Start of Data for the task
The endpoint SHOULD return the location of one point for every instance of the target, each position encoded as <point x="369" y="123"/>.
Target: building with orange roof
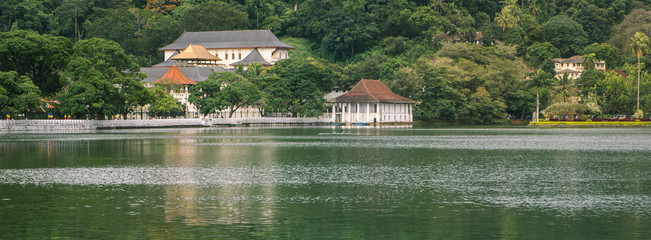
<point x="574" y="66"/>
<point x="370" y="101"/>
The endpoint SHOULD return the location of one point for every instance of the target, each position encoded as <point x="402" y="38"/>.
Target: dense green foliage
<point x="339" y="42"/>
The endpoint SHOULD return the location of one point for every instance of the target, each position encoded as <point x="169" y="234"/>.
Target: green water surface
<point x="292" y="183"/>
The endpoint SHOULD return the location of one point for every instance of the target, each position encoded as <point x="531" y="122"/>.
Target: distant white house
<point x="370" y="101"/>
<point x="234" y="47"/>
<point x="194" y="56"/>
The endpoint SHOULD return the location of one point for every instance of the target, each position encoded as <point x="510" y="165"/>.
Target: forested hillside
<point x="410" y="45"/>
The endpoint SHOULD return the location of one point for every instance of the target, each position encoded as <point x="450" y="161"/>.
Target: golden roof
<point x="195" y="52"/>
<point x="175" y="76"/>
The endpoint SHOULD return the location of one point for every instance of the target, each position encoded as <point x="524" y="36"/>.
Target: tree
<point x="566" y="35"/>
<point x="237" y="91"/>
<point x="224" y="90"/>
<point x="260" y="9"/>
<point x="162" y="103"/>
<point x="24" y="15"/>
<point x="102" y="81"/>
<point x="594" y="22"/>
<point x="639" y="46"/>
<point x="564" y="85"/>
<point x="162" y="6"/>
<point x="509" y="17"/>
<point x="17" y="93"/>
<point x="305" y="82"/>
<point x="605" y="52"/>
<point x="588" y="61"/>
<point x="484" y="109"/>
<point x="39" y="57"/>
<point x="639" y="20"/>
<point x="539" y="80"/>
<point x="213" y="16"/>
<point x="205" y="96"/>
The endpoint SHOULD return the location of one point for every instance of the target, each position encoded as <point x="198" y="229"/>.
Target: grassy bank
<point x="589" y="124"/>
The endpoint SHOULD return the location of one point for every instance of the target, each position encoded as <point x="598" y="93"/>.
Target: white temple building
<point x="370" y="101"/>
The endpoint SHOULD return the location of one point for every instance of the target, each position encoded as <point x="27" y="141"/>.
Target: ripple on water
<point x="529" y="189"/>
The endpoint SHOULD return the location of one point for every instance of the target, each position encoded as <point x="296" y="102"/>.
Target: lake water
<point x="292" y="183"/>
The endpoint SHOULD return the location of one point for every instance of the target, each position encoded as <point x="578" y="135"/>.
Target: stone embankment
<point x="49" y="125"/>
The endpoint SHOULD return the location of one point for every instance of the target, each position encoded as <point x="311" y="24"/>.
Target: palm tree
<point x="509" y="16"/>
<point x="588" y="61"/>
<point x="639" y="46"/>
<point x="540" y="79"/>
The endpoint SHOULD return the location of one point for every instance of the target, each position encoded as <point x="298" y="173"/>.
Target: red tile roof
<point x="372" y="91"/>
<point x="175" y="76"/>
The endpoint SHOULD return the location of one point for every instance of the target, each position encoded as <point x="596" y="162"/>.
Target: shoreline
<point x="578" y="124"/>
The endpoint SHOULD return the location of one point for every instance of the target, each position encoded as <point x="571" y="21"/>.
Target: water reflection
<point x="292" y="183"/>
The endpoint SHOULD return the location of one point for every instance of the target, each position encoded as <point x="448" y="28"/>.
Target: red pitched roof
<point x="175" y="76"/>
<point x="372" y="91"/>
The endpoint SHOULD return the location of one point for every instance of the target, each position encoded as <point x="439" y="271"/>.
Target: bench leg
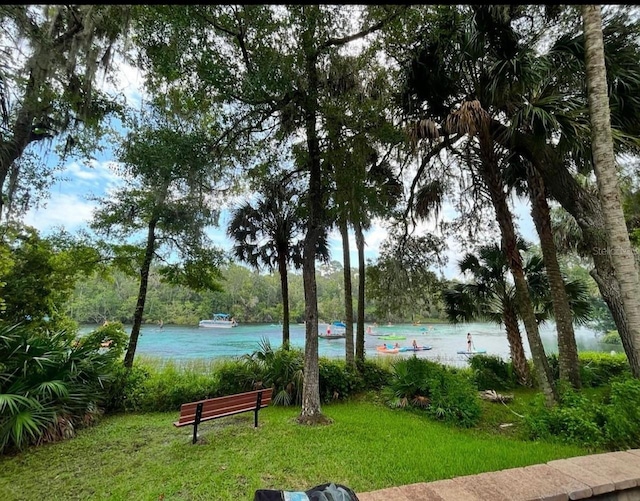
<point x="196" y="422"/>
<point x="258" y="403"/>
End of Data for the task
### Problem to work on
Write out the entries above verbatim; the pictures do not belong in your copy.

### Problem solution
The endpoint SHOULD return the location of one point for every instance of the target, each position encoded as <point x="369" y="123"/>.
Target: building with orange roof
<point x="574" y="66"/>
<point x="370" y="101"/>
The endpoint SHOULD return the location of one point for every instance of the target, each position encoded as <point x="402" y="38"/>.
Target: dense green foliage
<point x="339" y="42"/>
The endpoint SHOULD return the location of one point for every instance of the target, each position encoded as <point x="169" y="234"/>.
Target: green water surface
<point x="292" y="183"/>
The endpoint SHOULD return the location of one point for every instance of the target, each position encoded as <point x="531" y="122"/>.
Target: distant white house
<point x="370" y="101"/>
<point x="234" y="47"/>
<point x="194" y="56"/>
The endpoint SHOULD return the location of one point for every instance of the target, each position encoded as <point x="510" y="165"/>.
Target: forested hillside
<point x="410" y="45"/>
The endpoint SHOULD return the location of one point for every instance of the target, each position encoded as <point x="450" y="161"/>.
Target: golden roof
<point x="195" y="52"/>
<point x="175" y="76"/>
The endpoint SHOULD return the location of one point for every instance of the target, each position encoded as <point x="524" y="36"/>.
Target: tree
<point x="566" y="35"/>
<point x="237" y="91"/>
<point x="224" y="90"/>
<point x="260" y="9"/>
<point x="162" y="103"/>
<point x="24" y="15"/>
<point x="102" y="81"/>
<point x="594" y="22"/>
<point x="639" y="46"/>
<point x="564" y="85"/>
<point x="162" y="6"/>
<point x="509" y="17"/>
<point x="17" y="93"/>
<point x="305" y="82"/>
<point x="605" y="52"/>
<point x="588" y="61"/>
<point x="484" y="109"/>
<point x="39" y="57"/>
<point x="639" y="20"/>
<point x="539" y="80"/>
<point x="213" y="16"/>
<point x="205" y="96"/>
The endpoint SHOULD return the location of one point for every instance of the target, each position encoded as <point x="198" y="229"/>.
Target: grassy bank
<point x="589" y="124"/>
The endpoint SHOULD return the location of one point for every instance of the target, each position encoded as <point x="598" y="93"/>.
Target: white temple building
<point x="370" y="101"/>
The endpoint SHOULD return the location of one point for every instance of the target, each position encoded as <point x="27" y="141"/>.
Target: ripple on water
<point x="529" y="189"/>
The endpoint SHOULD return the location of one point for every instance of the target, each position encoded as <point x="296" y="102"/>.
Target: lake water
<point x="292" y="183"/>
The endpoint SHOULD return the location of one point for every instance of the target, each position encoded as <point x="578" y="135"/>.
Target: stone embankment
<point x="49" y="125"/>
The endpoint SHOULD return the location of one point for every instance of the target, each position encoded as <point x="311" y="24"/>.
Target: palm tree
<point x="509" y="16"/>
<point x="588" y="61"/>
<point x="639" y="46"/>
<point x="540" y="79"/>
The endpoint SHOULD return the location of one point for every instance of the target, each position encoded as <point x="298" y="173"/>.
Target: red tile roof
<point x="372" y="91"/>
<point x="175" y="76"/>
The endpoint SHOULD return the location of one point for every instance of the target, each position encoded as <point x="596" y="162"/>.
Target: shoreline
<point x="578" y="124"/>
The endpoint SHOULD return the location of one point for every instance of the target, each position encoded as <point x="571" y="21"/>.
Target: water reflection
<point x="292" y="183"/>
The endpoint SHOULD return the location of one point for every instance of the target, each position encoded as <point x="448" y="28"/>.
Target: red pitched roof
<point x="175" y="76"/>
<point x="372" y="91"/>
The endpoint SHOULD return the location of one point for every instance of the target, each position encoded as <point x="439" y="271"/>.
Target: bench leg
<point x="196" y="422"/>
<point x="258" y="403"/>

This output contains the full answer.